DIRECTIVE — Copy nothing but the text: reproduce each line of the listing exactly and leave the pictures out.

------

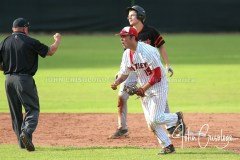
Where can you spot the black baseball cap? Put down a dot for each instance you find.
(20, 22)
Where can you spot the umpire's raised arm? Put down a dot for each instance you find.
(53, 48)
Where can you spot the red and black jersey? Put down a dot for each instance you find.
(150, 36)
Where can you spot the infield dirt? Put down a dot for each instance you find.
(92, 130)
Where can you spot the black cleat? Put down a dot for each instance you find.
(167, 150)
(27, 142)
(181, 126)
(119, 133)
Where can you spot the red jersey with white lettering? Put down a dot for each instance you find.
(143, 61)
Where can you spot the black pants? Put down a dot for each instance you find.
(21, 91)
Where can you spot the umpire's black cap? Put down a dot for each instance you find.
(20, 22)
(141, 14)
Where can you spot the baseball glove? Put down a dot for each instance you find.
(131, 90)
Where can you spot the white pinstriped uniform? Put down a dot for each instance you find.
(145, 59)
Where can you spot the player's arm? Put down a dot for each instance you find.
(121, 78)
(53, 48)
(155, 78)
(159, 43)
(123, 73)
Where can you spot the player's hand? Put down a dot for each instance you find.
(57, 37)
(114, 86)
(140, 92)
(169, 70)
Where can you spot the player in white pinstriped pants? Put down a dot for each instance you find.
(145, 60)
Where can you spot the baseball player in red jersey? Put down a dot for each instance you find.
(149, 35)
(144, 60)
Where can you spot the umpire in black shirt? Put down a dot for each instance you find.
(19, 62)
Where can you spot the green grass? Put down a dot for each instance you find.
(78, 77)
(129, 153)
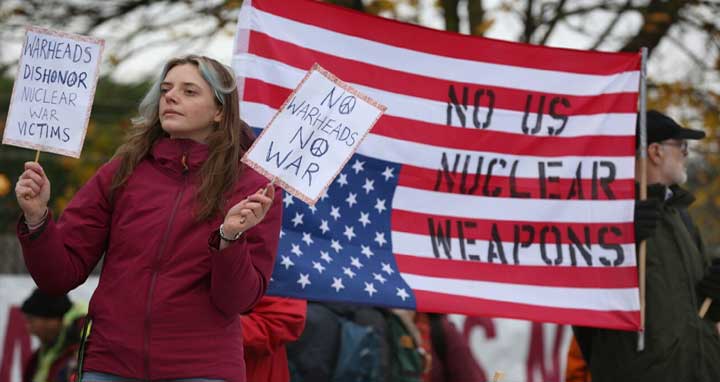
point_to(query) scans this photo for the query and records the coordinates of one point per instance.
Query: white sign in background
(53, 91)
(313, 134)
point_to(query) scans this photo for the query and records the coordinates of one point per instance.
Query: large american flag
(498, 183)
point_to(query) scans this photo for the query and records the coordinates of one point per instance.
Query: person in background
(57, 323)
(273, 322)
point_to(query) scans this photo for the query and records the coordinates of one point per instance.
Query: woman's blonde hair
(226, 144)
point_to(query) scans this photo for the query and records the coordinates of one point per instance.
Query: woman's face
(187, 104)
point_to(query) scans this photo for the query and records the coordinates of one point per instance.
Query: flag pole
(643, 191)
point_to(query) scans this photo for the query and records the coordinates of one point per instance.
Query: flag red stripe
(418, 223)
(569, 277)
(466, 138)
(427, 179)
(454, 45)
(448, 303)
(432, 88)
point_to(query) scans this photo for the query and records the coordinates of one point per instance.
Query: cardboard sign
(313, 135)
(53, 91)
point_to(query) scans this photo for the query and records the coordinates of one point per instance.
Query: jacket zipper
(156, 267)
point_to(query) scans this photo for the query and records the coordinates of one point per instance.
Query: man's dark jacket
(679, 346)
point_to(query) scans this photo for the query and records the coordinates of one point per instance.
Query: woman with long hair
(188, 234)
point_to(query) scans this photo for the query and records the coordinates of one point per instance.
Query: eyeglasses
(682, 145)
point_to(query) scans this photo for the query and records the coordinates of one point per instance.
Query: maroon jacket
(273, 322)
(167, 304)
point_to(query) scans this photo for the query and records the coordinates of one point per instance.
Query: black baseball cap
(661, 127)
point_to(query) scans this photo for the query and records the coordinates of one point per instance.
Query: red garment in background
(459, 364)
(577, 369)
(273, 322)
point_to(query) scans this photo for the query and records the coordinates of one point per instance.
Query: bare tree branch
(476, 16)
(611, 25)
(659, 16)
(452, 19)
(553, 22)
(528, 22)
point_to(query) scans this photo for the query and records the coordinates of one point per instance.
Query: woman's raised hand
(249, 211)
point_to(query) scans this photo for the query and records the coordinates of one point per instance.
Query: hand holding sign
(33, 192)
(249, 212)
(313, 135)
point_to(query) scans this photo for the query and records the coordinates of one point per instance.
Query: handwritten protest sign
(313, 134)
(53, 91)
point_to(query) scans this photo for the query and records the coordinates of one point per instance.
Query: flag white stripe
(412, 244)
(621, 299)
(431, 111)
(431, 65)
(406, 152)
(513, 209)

------

RESULT OF THE TASK —
Where can you spot the black baseball cap? Put down a dot for each instance you find.
(20, 22)
Where can you spot the umpire's raised arm? Put down a dot for each instance you find.
(53, 48)
Where can you spot the red and black jersey? Put down a dot for each instance you find.
(150, 36)
Where can you spot the infield dirt? Put down a dot for each instance you find.
(92, 130)
Where can you spot the black cleat? Put down a dot for each instance you find.
(167, 150)
(27, 142)
(181, 126)
(119, 133)
Where can you spot the red jersey with white lettering? Put down a dot for each instance you find.
(143, 61)
Where can you spot the black pants? Put down a dot for each instance you find.
(21, 91)
Where can you spot the umpire's black cap? Put down a dot for each instance you find.
(20, 22)
(141, 14)
Where can you spot the baseball glove? Put down a dot for each instance you find.
(131, 90)
Where can you spot the white pinstriped uniform? Put down a dot for each instance you find.
(145, 59)
Where can you spot the player's arm? Put down a dot for each instance you find.
(121, 78)
(53, 48)
(155, 78)
(159, 43)
(123, 73)
Where can you spot the player's hand? Put down a dot for each instance you find.
(57, 37)
(114, 86)
(140, 92)
(169, 70)
Where can you spot the player in white pinstriped pants? Put down a dot for each instance you find.
(145, 60)
Where can you spot the baseball player in red jersey? Put down a dot for each instance you find.
(149, 35)
(144, 60)
Where can you spot the umpire in black shirt? Put down a dot for each instance you find.
(19, 62)
Where can you spot the green grass? Put down a dot for each instance you find.
(78, 77)
(129, 153)
point_to(query) scans this photo for the query and records the coordinates of one point per instance.
Query: white sign in background
(53, 91)
(313, 134)
point_to(query) scans this photo for the query and records the coordinates of one point per instance.
Query: large american flag
(498, 183)
point_to(query) scans this photo for the query and records the coordinates of one point per instance.
Query: person in background
(57, 323)
(273, 322)
point_to(query) scans this photo for the query and records the coordinates of one point per instance.
Query: woman's blonde hair
(226, 144)
point_to(query) scans this photo for the query and records the coordinates of one point per instance.
Query: woman's face
(187, 104)
point_to(query) scans this photo for the query and records the coordinates of one point per instance.
Query: flag pole
(643, 191)
point_to(query) scans this photo for the query and records the coordinates of one point per instance.
Query: flag red stripe
(418, 223)
(569, 277)
(466, 138)
(427, 179)
(454, 45)
(448, 303)
(432, 88)
point_to(query) scans this photo for the query and records the coordinates of one point per instance.
Query: cardboard sign
(313, 135)
(53, 91)
point_to(query) scans this photo for the query and records the coordinates of one point per instance.
Query: jacket zipper
(156, 267)
point_to(query) scans this photo for the query and records the coordinates of one point per instance.
Query: man's dark jacket
(679, 346)
point_to(query) scans this photo for the query and records the coordinates of one point per instance.
Query: woman with long hair
(188, 234)
point_to(query) scans this photo for the query and records the coordinates of one point per instance.
Query: eyeglasses
(682, 145)
point_to(query) scans this photo for the query and records the coordinates of one point per instance.
Query: maroon jacket
(273, 322)
(167, 304)
point_to(query) scans this photo for the query and records the coordinates of one point per instance.
Query: black baseball cap
(661, 127)
point_to(query) scans this photo for the query and records the coordinates of one point per instance.
Query: red garment in background
(459, 364)
(577, 369)
(273, 322)
point_to(query) scans this photo for the query and records the coordinates of one point per instance.
Query: bare tree branch
(476, 16)
(611, 25)
(659, 16)
(452, 19)
(553, 22)
(528, 22)
point_to(query) scans this photo for the query and records the coordinates of one point per instance.
Query: woman's raised hand
(249, 211)
point_to(query) scans this photo for the query and records the coordinates of one point per instance.
Query: hand holding sign
(33, 192)
(249, 212)
(313, 135)
point_to(query) scans this photo for the query and records the coordinates of one point per instance.
Query: handwritten protest sign
(313, 134)
(53, 91)
point_to(query) scans this photo for the query and records the coordinates of one point per instance.
Query: flag white stripe
(412, 244)
(621, 299)
(431, 111)
(431, 65)
(406, 152)
(513, 209)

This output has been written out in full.